Reproduce the items from the line containing "Reviewer note: confirm that every instance of the green" through the end of the items, substituting "leafy vegetation" for "green foliage" and leaving everything else unchanged.

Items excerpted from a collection
⟨

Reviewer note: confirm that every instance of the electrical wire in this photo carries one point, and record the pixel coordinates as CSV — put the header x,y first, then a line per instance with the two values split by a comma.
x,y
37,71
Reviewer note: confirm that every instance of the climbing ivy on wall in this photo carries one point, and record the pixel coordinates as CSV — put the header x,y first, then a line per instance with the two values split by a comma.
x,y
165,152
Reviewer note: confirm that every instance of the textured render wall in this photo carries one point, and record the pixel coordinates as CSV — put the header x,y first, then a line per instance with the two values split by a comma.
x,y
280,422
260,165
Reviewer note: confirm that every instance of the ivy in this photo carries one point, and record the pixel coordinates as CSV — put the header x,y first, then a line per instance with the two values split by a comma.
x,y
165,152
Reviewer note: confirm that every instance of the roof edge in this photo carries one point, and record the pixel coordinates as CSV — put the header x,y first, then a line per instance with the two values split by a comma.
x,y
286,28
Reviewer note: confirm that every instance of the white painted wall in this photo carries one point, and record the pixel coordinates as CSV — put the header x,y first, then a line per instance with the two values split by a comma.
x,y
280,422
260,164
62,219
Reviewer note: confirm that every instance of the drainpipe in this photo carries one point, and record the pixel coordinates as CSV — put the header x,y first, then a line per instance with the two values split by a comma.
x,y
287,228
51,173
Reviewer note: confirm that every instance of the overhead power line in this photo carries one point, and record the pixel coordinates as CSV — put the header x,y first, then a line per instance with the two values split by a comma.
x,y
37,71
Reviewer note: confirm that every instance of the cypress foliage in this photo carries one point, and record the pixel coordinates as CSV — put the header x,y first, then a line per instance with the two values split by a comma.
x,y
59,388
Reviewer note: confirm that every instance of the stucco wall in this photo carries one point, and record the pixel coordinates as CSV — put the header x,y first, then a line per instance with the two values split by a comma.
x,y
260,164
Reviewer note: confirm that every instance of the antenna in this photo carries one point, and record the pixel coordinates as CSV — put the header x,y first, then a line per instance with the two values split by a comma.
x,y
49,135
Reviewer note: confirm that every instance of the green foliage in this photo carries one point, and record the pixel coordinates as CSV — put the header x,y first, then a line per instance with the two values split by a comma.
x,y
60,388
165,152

⟩

_EXPECTED ANSWER_
Reviewer note: confirm that every instance of the leafy vegetation in this photo carries one point, and record the pixel coordinates as CSV — put the header x,y first, then a line per instance with the two values split by a comma.
x,y
60,388
165,152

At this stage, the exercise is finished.